Description of the task:
Give again the line that contains "Mark every instance of the side" and every line after it to the end of the records. Keep them exactly as they are and add nothing.
### Data to process
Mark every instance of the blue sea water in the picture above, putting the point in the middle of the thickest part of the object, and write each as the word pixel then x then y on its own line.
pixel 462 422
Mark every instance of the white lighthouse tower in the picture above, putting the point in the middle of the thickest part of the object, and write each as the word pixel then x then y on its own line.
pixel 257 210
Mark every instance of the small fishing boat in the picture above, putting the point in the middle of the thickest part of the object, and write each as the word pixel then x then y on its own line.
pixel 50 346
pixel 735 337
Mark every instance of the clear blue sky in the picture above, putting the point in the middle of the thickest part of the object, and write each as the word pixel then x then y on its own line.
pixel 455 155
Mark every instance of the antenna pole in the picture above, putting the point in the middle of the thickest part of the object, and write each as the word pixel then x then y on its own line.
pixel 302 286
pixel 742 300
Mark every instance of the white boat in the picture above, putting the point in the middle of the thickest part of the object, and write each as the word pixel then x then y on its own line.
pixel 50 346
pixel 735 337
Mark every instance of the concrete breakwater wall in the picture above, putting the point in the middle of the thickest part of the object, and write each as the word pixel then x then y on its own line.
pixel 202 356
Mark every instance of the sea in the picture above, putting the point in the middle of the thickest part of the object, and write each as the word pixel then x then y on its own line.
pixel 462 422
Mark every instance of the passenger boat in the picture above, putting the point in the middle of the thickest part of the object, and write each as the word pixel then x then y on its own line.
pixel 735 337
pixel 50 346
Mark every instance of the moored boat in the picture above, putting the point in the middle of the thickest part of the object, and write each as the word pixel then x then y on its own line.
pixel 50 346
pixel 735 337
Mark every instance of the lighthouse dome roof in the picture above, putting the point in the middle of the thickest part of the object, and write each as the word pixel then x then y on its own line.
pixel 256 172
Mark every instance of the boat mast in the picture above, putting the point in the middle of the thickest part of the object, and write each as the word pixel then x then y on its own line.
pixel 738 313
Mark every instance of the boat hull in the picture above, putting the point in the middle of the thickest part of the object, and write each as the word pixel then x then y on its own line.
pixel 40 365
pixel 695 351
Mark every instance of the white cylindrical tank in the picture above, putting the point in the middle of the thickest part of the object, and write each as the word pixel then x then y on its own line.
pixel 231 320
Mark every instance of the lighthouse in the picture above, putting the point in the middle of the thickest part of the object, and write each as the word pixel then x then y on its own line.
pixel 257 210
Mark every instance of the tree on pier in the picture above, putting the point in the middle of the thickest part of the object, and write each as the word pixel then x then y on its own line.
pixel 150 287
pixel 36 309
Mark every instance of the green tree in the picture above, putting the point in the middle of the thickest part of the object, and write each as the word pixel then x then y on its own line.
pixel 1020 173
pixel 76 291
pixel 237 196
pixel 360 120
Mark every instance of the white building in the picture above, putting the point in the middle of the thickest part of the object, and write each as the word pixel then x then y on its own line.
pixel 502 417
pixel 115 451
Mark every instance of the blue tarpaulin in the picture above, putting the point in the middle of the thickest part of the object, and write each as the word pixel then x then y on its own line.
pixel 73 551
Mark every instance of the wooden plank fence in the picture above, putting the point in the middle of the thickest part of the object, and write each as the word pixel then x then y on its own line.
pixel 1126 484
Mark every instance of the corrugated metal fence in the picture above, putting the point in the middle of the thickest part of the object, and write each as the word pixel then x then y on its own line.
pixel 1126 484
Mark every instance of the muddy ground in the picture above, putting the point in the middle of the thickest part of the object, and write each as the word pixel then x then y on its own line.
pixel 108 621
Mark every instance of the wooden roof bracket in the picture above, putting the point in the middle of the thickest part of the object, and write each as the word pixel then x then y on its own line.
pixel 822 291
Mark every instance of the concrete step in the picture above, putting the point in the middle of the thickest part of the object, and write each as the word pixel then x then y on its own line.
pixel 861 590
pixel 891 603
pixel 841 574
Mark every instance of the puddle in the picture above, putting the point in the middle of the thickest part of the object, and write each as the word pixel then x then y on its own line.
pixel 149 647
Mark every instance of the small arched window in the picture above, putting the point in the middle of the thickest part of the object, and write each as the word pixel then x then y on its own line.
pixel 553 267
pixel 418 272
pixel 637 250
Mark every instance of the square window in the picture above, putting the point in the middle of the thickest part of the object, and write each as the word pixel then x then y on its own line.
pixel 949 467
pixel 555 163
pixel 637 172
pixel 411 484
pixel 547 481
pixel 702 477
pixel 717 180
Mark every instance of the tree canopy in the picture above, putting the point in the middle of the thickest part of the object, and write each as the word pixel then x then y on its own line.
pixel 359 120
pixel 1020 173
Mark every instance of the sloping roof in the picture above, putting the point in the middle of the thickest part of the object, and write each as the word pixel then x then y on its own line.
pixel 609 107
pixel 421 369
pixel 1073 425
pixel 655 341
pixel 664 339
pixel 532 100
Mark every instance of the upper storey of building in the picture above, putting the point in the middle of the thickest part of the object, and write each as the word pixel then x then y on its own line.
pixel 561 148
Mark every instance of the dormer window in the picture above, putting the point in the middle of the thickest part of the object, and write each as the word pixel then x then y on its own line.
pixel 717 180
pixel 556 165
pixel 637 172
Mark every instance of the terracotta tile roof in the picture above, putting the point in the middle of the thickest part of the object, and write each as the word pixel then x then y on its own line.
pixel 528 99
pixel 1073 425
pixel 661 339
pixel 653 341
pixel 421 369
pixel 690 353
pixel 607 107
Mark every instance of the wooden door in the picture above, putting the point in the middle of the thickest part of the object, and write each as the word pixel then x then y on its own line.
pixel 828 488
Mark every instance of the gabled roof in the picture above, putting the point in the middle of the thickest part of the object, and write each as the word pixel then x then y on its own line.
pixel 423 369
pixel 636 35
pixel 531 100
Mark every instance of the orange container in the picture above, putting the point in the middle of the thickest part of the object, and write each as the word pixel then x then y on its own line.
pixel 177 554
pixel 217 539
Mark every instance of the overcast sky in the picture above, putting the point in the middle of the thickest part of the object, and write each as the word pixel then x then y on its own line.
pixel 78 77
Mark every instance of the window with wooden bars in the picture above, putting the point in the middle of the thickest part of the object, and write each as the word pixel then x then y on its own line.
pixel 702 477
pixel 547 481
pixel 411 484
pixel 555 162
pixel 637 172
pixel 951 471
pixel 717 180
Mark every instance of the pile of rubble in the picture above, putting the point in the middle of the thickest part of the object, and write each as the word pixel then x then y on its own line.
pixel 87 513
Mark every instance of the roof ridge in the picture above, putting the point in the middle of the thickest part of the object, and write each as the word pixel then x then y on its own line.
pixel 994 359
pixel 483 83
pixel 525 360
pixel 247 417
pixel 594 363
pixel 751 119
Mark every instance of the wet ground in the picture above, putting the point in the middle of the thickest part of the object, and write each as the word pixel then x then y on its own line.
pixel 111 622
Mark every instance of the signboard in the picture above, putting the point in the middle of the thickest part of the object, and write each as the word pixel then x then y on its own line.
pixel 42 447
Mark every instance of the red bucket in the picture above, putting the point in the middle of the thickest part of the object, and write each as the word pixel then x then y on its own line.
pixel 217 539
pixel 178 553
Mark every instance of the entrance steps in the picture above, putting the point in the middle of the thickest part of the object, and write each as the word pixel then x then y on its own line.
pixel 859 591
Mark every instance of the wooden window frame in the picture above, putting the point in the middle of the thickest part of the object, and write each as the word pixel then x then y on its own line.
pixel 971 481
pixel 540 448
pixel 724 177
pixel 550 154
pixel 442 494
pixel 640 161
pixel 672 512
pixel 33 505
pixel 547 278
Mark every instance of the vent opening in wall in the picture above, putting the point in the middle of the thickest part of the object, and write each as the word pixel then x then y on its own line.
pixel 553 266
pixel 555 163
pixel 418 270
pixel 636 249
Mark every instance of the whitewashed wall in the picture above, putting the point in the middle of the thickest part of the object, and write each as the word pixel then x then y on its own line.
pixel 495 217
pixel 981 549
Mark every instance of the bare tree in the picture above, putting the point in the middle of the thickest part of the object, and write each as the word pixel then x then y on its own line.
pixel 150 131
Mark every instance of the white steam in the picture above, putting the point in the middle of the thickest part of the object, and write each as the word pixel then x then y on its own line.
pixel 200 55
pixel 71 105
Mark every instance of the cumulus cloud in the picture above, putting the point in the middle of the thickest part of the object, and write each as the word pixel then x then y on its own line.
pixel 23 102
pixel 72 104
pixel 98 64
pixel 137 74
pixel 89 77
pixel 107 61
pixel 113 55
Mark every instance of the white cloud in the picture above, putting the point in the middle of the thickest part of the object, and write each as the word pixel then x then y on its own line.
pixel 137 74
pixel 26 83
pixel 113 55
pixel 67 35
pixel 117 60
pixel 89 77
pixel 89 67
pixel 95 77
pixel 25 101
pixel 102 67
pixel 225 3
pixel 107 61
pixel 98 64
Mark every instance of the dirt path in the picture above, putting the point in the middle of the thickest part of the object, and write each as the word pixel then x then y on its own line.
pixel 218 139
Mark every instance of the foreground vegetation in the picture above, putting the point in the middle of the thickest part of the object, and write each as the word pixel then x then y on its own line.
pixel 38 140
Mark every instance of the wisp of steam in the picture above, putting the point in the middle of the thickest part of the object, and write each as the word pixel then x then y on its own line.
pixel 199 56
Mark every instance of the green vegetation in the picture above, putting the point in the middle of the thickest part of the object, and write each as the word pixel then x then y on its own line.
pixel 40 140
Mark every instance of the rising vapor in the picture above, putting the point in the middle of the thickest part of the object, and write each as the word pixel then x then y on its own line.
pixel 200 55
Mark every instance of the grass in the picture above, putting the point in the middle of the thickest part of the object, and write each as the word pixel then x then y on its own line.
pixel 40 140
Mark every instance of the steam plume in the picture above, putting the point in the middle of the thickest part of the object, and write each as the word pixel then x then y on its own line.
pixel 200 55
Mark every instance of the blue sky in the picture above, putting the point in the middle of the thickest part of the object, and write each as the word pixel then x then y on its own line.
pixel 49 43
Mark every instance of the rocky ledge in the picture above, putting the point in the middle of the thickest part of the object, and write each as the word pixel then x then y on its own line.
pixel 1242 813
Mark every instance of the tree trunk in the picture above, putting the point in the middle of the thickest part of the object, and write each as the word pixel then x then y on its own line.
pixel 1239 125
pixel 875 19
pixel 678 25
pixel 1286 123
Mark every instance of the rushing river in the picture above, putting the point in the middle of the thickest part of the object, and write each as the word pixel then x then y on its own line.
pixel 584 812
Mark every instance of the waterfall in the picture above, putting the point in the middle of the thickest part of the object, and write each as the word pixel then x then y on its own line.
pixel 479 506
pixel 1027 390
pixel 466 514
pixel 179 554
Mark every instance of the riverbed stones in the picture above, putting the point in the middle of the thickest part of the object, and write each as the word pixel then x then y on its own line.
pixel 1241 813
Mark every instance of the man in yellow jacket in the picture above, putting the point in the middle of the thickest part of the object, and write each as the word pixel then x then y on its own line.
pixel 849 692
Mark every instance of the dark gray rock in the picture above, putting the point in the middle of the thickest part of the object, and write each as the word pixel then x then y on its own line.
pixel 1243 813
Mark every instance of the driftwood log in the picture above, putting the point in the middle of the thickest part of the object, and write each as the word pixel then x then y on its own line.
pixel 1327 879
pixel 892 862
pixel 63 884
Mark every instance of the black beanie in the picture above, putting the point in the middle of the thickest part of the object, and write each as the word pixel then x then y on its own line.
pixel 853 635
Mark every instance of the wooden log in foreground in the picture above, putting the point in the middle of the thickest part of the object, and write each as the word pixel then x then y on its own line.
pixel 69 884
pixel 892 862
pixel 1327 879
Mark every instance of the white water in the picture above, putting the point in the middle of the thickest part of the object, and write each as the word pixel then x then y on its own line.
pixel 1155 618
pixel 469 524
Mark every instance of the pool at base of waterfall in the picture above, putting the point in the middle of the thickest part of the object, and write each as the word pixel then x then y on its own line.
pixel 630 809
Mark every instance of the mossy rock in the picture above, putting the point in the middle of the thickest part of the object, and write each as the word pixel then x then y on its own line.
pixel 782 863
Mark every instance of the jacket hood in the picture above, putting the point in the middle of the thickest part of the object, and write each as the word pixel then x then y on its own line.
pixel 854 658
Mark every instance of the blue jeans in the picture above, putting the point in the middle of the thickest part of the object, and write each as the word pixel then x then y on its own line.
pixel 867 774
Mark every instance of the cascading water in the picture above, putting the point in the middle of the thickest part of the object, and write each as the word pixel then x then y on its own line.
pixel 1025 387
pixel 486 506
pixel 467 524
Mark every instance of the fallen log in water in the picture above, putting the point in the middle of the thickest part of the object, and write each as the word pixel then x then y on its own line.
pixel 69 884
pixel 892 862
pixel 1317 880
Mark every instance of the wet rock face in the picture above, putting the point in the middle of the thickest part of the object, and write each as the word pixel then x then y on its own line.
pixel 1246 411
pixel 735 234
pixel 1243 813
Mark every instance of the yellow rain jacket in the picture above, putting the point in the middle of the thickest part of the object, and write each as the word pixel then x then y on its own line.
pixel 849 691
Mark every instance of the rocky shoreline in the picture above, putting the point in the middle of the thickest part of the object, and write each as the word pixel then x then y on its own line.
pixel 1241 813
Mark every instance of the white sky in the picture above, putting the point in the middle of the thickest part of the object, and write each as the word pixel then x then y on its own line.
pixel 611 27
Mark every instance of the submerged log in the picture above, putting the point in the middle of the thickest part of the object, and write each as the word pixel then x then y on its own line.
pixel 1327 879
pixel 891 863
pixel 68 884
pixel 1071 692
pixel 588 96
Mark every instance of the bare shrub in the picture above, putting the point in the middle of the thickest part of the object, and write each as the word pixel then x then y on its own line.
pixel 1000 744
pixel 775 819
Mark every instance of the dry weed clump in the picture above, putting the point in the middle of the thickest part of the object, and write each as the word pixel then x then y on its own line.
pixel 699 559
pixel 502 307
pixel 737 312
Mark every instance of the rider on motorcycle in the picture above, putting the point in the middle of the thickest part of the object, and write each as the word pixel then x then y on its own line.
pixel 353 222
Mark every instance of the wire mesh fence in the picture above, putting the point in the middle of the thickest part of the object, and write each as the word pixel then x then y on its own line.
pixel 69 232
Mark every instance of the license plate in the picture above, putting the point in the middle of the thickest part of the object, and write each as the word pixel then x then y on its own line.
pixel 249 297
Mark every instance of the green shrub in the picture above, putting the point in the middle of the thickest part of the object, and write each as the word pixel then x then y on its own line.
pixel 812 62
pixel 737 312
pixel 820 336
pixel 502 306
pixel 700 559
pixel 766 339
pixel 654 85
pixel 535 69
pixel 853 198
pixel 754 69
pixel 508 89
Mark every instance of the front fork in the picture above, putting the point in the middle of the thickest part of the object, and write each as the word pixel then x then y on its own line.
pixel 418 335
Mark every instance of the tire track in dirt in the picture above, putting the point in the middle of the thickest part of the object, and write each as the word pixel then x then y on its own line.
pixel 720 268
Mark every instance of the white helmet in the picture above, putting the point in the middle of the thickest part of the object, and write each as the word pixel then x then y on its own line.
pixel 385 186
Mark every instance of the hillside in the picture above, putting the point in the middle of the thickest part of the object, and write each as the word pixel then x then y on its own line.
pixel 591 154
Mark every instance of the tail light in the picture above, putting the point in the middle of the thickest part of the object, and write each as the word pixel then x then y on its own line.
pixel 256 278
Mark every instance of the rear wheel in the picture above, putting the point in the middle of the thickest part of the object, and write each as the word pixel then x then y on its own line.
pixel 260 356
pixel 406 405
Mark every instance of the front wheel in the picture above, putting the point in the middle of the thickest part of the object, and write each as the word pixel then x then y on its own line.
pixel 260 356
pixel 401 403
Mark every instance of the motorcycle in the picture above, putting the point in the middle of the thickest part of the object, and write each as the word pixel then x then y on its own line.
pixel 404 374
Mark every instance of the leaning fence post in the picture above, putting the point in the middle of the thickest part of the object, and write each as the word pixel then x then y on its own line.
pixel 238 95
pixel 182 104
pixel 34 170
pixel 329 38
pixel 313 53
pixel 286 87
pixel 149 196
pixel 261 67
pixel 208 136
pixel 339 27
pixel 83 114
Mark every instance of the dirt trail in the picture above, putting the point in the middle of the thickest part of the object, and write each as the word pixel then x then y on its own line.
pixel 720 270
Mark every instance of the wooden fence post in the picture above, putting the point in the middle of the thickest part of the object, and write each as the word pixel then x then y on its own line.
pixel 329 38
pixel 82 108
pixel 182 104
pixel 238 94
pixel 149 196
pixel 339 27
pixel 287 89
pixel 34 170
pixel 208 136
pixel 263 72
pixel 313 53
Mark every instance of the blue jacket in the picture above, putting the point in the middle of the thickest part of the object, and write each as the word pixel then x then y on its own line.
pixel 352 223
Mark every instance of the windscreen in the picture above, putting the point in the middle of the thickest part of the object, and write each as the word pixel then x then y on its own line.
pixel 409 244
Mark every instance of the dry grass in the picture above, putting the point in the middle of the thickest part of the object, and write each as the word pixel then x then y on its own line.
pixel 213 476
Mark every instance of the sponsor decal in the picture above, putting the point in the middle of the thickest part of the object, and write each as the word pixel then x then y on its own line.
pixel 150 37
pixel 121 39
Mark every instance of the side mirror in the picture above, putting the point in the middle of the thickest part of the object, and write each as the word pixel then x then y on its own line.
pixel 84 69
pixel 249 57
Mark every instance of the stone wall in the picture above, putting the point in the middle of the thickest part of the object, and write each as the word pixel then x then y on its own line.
######
Task solution:
Mark every instance of the side mirror in the picture above, putting the point in the middle of the thickest part of the object, and write each as the word pixel then x then y on its own line.
pixel 84 69
pixel 249 57
Mark every instance of the stone wall in the picture above, putting the point in the middle of the thickest part of the object, and write each as the word pixel then x then y on its own line.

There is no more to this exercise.